Brano da leggere

Fondata sulle competenze

La Repubblica dell’OCSE, dalla “Buona Scuola” al Jobs Act

Il rapporto dell’OCSE, “Strategia per le Competenze. Italia, 2017”, pubblicato lo scorso ottobre, ha il pregio di chiarire la relazione sistemica tra i tumultuosi e recenti cambiamenti del nostro apparato scolastico e il quadro più generale delle scelte politiche e delle riforme economico-sociali. Scopo del documento OCSE, così come di quelli del MIUR, che ne condividono l’impianto nonché la retorica, è di costruire un senso comune, di fare apparire come evidenti e ovvie soluzioni problematiche in realtà molto complesse, evitando confronti scomodi e facendo uso disinvolto di dati statistici e ipotesi “scientifiche”. Se ancora ci fosse qualche dubbio sul nesso economia – lavoro – educazione nelle recenti politiche del nostro Paese, il rapporto OCSE lo cancellerebbe definitivamente, definendo una nuova razionalità, sintetizzata nel concetto di “competenza” che, in maniera semplice e brillante, assicura l’equivalenza tra produzione culturale e risorse umane impiegate nella realtà produttiva. Le competenze sono l’interfaccia porosa tra Istruzione e Impresa.

 

Le competenze: opacità e ambiguità

Il rapporto non fa mai riferimento ad una competenza contestualizzata o precisa: lo stesso termine è usato per indicare una competenza scolastica, quanto una lavorativa. Il concetto rimane in tutto il documento presupposto e non spiegato; risulta impossibile, ogni volta che esso viene citato, poterlo identificare con un’azione e un’abilità specifica. È come se le “competenze” fossero dotate di realtà autonoma e oggettiva. Di esse l’OCSE documenta la costruzione dall’infanzia fino all’ingresso (intermittente, data la precarietà strutturale) nel mondo lavorativo.

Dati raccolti
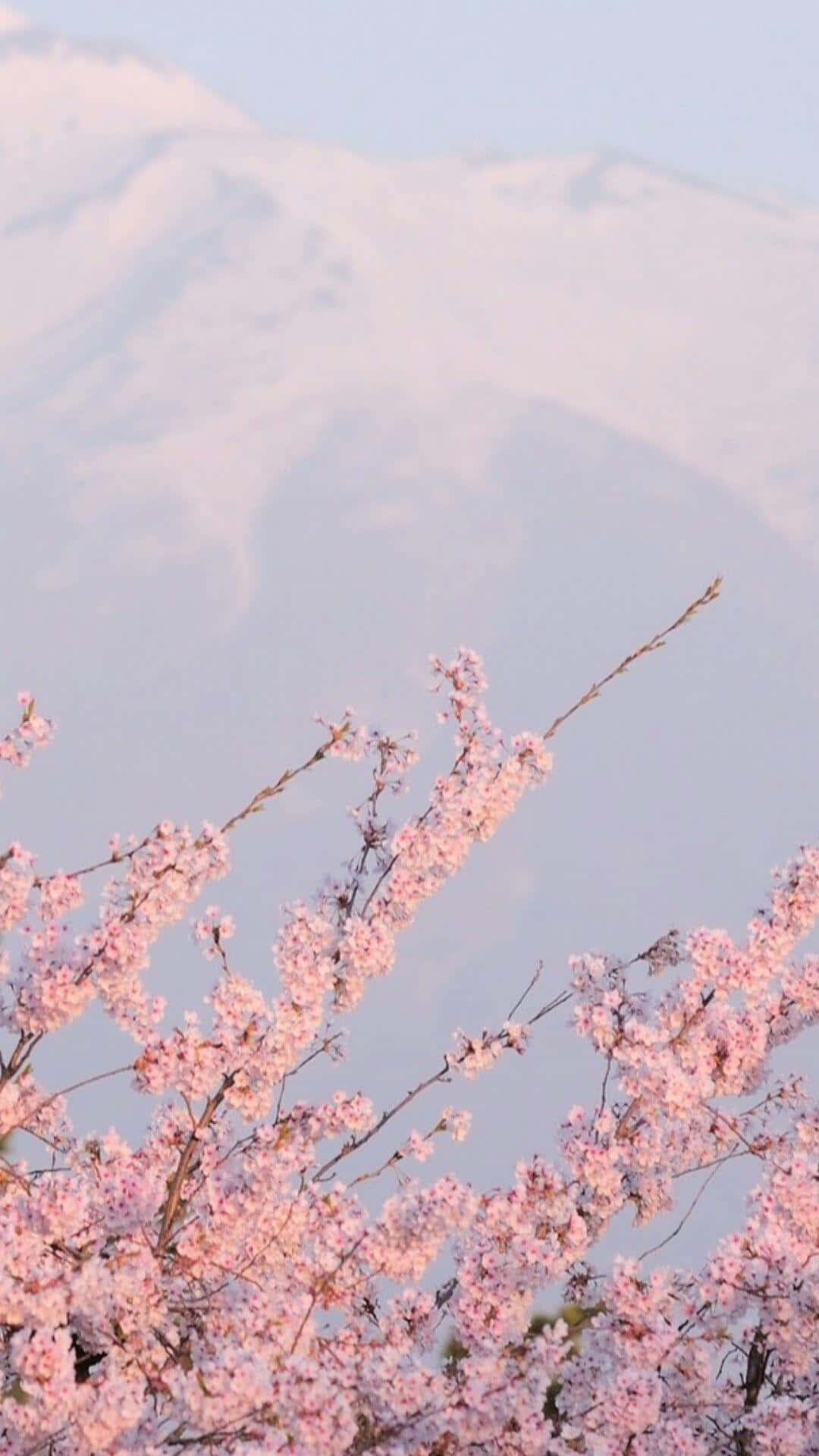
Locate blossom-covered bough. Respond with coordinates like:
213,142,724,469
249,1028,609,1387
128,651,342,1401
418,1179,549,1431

Esercizio
Ricopia per intero, senza cambiare niente, il brano sul rapporto dell'OCSE che trovi sopra.

Soluzione
Fondata sulle competenze

La Repubblica dell’OCSE, dalla “Buona Scuola” al Jobs Act

Il rapporto dell’OCSE, “Strategia per le Competenze. Italia, 2017”, pubblicato lo scorso ottobre, ha il pregio di chiarire la relazione sistemica tra i tumultuosi e recenti cambiamenti del nostro apparato scolastico e il quadro più generale delle scelte politiche e delle riforme economico-sociali. Scopo del documento OCSE, così come di quelli del MIUR, che ne condividono l’impianto nonché la retorica, è di costruire un senso comune, di fare apparire come evidenti e ovvie soluzioni problematiche in realtà molto complesse, evitando confronti scomodi e facendo uso disinvolto di dati statistici e ipotesi “scientifiche”. Se ancora ci fosse qualche dubbio sul nesso economia – lavoro – educazione nelle recenti politiche del nostro Paese, il rapporto OCSE lo cancellerebbe definitivamente, definendo una nuova razionalità, sintetizzata nel concetto di “competenza” che, in maniera semplice e brillante, assicura l’equivalenza tra produzione culturale e risorse umane impiegate nella realtà produttiva. Le competenze sono l’interfaccia porosa tra Istruzione e Impresa.

 

Le competenze: opacità e ambiguità

Il rapporto non fa mai riferimento ad una competenza contestualizzata o precisa: lo stesso termine è usato per indicare una competenza scolastica, quanto una lavorativa. Il concetto rimane in tutto il documento presupposto e non spiegato; risulta impossibile, ogni volta che esso viene citato, poterlo identificare con un’azione e un’abilità specifica. È come se le “competenze” fossero dotate di realtà autonoma e oggettiva. Di esse l’OCSE documenta la costruzione dall’infanzia fino all’ingresso (intermittente, data la precarietà strutturale) nel mondo lavorativo.